**Job**
Turn every line of the records below into a JSON list of strings, one string per line, skipping blank lines. Leave the pictures out.

++++ Provided data

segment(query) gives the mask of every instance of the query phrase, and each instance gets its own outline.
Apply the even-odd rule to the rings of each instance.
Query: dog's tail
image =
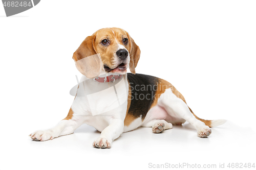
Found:
[[[188,108],[189,108],[189,107],[188,107]],[[225,120],[225,119],[217,119],[217,120],[212,120],[203,119],[200,118],[199,117],[197,116],[194,113],[193,111],[192,111],[192,110],[191,110],[190,108],[189,108],[189,110],[190,110],[191,113],[192,113],[192,114],[193,114],[194,116],[197,119],[203,122],[205,124],[205,125],[208,126],[210,128],[215,127],[217,126],[221,125],[222,124],[224,124],[226,122],[227,122],[227,120]]]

++++++++

**Task answer**
[
  "segment(query) gives the mask of every instance of the query phrase, and each instance gets its own outline.",
  "Apply the even-odd rule to the rings of each instance.",
  "Query: dog's tail",
  "image =",
  "Found:",
  "[[[188,108],[189,108],[189,107],[188,107]],[[225,120],[225,119],[217,119],[217,120],[212,120],[203,119],[200,118],[199,117],[197,116],[194,113],[193,111],[192,111],[192,110],[191,110],[190,108],[189,108],[189,110],[190,110],[191,113],[192,113],[192,114],[193,114],[194,116],[197,119],[203,122],[205,124],[205,125],[208,126],[210,128],[215,127],[217,126],[221,125],[222,124],[224,124],[226,122],[227,122],[227,120]]]"
]